- _OBJECTIVE_
Type out all the records word for word. Any pictures are to be left out.
start
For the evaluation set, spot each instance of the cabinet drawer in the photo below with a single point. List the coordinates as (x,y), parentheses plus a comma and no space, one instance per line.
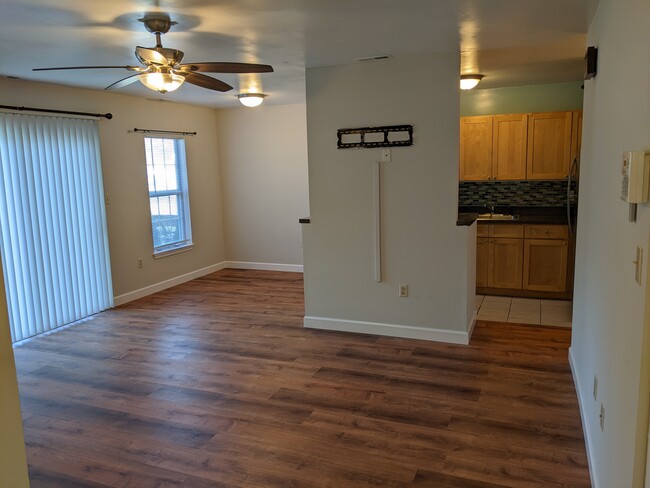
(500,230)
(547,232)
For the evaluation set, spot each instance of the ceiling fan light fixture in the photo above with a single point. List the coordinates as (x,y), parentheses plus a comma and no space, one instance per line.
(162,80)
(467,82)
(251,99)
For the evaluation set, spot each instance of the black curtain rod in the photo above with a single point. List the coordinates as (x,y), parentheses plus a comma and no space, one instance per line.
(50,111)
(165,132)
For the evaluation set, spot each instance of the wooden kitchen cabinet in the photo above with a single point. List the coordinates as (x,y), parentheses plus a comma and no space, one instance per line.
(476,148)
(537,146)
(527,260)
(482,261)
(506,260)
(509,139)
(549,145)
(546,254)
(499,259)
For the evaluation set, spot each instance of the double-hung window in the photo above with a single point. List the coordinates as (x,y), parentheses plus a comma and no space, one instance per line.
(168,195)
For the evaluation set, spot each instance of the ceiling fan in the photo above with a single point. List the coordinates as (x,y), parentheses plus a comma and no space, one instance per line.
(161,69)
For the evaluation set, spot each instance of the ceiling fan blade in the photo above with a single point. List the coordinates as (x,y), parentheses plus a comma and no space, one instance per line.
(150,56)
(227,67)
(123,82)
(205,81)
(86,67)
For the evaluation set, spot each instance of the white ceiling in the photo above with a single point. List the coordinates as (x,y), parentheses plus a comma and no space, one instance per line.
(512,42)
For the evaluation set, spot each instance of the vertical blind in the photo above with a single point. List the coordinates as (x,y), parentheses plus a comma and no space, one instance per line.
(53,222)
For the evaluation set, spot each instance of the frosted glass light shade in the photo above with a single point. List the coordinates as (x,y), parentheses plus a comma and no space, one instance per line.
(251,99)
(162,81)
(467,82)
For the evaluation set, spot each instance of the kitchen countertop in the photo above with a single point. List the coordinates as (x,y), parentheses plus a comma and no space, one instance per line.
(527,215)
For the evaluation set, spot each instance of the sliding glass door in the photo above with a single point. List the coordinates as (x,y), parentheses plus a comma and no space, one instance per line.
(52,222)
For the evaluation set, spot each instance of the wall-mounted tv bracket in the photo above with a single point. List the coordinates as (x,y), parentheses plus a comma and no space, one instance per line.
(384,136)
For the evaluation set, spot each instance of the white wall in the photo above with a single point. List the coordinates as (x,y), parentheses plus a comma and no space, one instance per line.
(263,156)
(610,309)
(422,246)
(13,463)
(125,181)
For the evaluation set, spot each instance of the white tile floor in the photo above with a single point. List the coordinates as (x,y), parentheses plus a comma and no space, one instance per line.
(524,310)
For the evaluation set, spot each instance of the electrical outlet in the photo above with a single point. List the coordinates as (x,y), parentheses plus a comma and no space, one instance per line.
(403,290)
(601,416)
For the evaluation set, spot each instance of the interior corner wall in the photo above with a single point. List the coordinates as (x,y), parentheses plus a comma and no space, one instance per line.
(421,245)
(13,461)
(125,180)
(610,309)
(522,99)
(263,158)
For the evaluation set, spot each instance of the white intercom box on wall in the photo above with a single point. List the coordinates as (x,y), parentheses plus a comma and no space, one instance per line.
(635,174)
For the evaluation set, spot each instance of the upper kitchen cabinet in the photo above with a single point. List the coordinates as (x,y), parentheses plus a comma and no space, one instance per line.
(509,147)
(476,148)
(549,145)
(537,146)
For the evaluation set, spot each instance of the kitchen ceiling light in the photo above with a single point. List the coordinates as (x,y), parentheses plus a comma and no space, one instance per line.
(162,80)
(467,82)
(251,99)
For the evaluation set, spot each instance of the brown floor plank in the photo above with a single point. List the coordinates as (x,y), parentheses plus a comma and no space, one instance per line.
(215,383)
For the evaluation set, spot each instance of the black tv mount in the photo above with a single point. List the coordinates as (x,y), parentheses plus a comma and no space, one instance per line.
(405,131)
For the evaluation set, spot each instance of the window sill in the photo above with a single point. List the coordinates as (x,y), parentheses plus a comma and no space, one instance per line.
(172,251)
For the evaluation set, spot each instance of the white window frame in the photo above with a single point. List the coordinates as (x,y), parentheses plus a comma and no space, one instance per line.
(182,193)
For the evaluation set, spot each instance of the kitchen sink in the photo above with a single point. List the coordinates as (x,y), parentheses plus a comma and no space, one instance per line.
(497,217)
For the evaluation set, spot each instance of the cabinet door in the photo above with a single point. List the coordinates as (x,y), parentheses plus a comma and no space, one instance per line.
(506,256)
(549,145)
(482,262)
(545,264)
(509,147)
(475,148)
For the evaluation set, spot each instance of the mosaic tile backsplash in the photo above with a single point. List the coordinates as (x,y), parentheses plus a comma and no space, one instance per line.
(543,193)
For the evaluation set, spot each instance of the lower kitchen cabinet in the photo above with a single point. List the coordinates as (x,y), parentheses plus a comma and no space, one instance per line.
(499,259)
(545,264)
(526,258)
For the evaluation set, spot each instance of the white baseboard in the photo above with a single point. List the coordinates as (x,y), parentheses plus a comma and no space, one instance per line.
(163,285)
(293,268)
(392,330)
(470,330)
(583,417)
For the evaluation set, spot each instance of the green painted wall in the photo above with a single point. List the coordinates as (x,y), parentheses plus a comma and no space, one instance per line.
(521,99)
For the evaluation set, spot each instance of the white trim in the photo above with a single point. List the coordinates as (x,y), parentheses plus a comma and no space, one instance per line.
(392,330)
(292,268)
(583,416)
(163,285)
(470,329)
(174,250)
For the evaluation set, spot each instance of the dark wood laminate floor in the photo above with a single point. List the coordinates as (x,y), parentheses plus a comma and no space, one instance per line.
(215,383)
end
- _FINISHED EXERCISE_
For the evaluation set, spot each instance of the cabinet drawer in the photo below with a single point. List the coordinates as (x,y), parentheses plus a comma and no space, one instance per line.
(500,230)
(547,232)
For the evaluation set, spot each instance of the ceiling fan light fixture in the photo above with a single point. List the coordinates as (x,y), parentheses plus a comma and no space, one instance per line.
(162,80)
(467,82)
(251,99)
For the evaluation set, spot each instance of the black curtain rod in the photo above with a single point. List the coordinates as (x,y), parentheses plus a comma and no space, one instance per line.
(50,111)
(165,132)
For the evaluation set, spot each instance of the wooden kitchen cabinet in the photo above with a single point. List the coordinates as (x,y), parentheses plus a comma and no space, one instance per line.
(476,148)
(537,146)
(527,260)
(482,261)
(506,260)
(509,139)
(549,145)
(546,254)
(499,259)
For the evaluation set, spot each instance of the double-hung window in the photo above with a single point. List the coordinates as (x,y), parentheses plus a comma and no space, one instance per line.
(168,195)
For the evaluation set, spot each instance of the ceiling fan in the photo above with a single point. List the coordinates as (x,y), parentheses plus a comma and no space, one instance per line.
(161,69)
For the evaluation set, spot each instance of the ceiling fan blade in the photo above with a single point. List the coordinates as (x,y), parentheses plus a comma and no space, one instance per line.
(150,56)
(227,67)
(123,82)
(205,81)
(86,67)
For the evaluation set, spot each instance of the white ceiling in the photo above with a single point. List the coordinates as (x,y), parentheses plus a comma and no space, one instance per line.
(512,42)
For the evaluation set, spot each instance of the vertical blind in the photo above with a single point. List the coordinates as (x,y), parentheses plus a comma and no space, one instance per line.
(53,222)
For the evaluation set, spot each instance of the frosted glass light shade in the photo above with a single point. List the coordinates as (x,y), parentheses plus a comma and no space, one instance per line.
(251,99)
(162,81)
(467,82)
For the evaluation set, spot each instance of the kitchen countertop in the photo above with a single point. List the coordinates as (x,y), parentheses plus a comma and no space, one instance per line.
(527,215)
For the evaluation set, spot each instance of the sliding glass door in the photo above with a single point. List the coordinates as (x,y), parentheses plus a comma and no space, one instance per line.
(52,222)
For the evaluation set, spot each instance of the wall-mounted tv bracket in the photo above with a single point. List the coordinates as (x,y), parentheses plus a comma and no space, one instance per line.
(384,136)
For the evaluation set, spot each instance of the white wall in the photo above with a single point. List the coordinates as (x,y), parentheses plus a comma and no space, one instance per line.
(263,156)
(610,309)
(422,246)
(13,463)
(125,181)
For the evaluation set, spot each instance of the white tile floor in the photo above with a single point. List the coordinates as (x,y), parentheses plus a comma and no space, one instance per line.
(524,310)
For the evaluation set, spot each instance of the electrical outlet in the photo above with a single point. List the coordinates as (x,y), parentheses plus a comma and no space, one instance per line.
(403,290)
(601,416)
For the evaluation set, spot each instance of the interior corner wall in the photo above with a single point. List the coordinates as (x,y), parentheses plus a comma and no space, one instance per line.
(421,245)
(13,461)
(125,180)
(610,309)
(522,99)
(263,158)
For the evaluation set, spot each instance of the white intercom box on wall in the photo above with a single point. List the coordinates as (x,y), parentheses plus a comma and no space, one instance per line.
(635,174)
For the evaluation set, spot each instance of the upper kitchen cabinet in the photo above with a single point. List the coordinates as (x,y), parentheses plus a comma and no space, one instance per line.
(509,147)
(476,148)
(549,145)
(537,146)
For the evaluation set, spot each instance of the kitchen ceiling light in the photo above with a single point. List the coordinates as (x,y), parentheses plus a comma and no space, one instance per line.
(162,80)
(467,82)
(251,99)
For the evaluation set, spot each instance of the brown floor plank in the photo above with a single point. List the coordinates as (x,y), parentheses plus a comma and no space, one instance per line.
(215,383)
For the evaluation set, spot each instance of the black tv mount in the photo above with a single point. List the coordinates as (x,y), parentheses plus a comma and no space, one instance per line.
(405,131)
For the evaluation set, spot each instance of the window sill in the photo above with a single point. List the coordinates as (x,y), parentheses plus a comma and no space, one instance per line.
(172,251)
For the evaluation set, spot each instance of the white window frame in the photo above with a single point. List the coordinates as (x,y), parentheses plus a comma and no space, one instance per line.
(182,193)
For the evaluation set, spot each instance of the kitchen sink in the photo above with a single point. List the coordinates as (x,y), parentheses plus a comma and no space, one instance per line.
(497,217)
For the evaluation set, spot each instance of the cabinet door in the photo above with a single point. List the coordinates as (x,y), parentheses plus a comma and no space, one instance per line.
(506,256)
(549,145)
(482,262)
(545,264)
(509,147)
(475,148)
For the evaluation set, spot each instance of the mosaic tile backsplash in the photo above with a single point. List the coordinates as (x,y), parentheses plus a comma and no space, one instance per line.
(543,193)
For the evaluation set, spot each instance of the lower kitchen cabinet in the photo above with a single point. List the coordinates as (x,y), parentheses plus a comma and no space, one instance per line.
(499,259)
(545,264)
(526,258)
For the evaluation set, spot each instance of the white baseboard in the photo above with a single point. List the coordinates as (x,y), parentheses plus a comma and no space, one instance per line.
(163,285)
(293,268)
(392,330)
(470,330)
(583,417)
For the evaluation set, spot each instance of the green painted wall in the photo above with a single point. List the coordinates as (x,y), parentheses plus a comma and no space, one instance per line.
(521,99)
For the evaluation set, spot each instance of the white trim in the photo above with a single point. List the coordinates as (x,y), parentheses plus a comma and no space, one instance per line.
(392,330)
(292,268)
(583,416)
(163,285)
(470,329)
(174,250)
For the evaluation set, spot each instance of the dark wood laminate floor in the photo above with a single point. List the coordinates as (x,y), parentheses plus a comma and no space, one instance per line.
(215,383)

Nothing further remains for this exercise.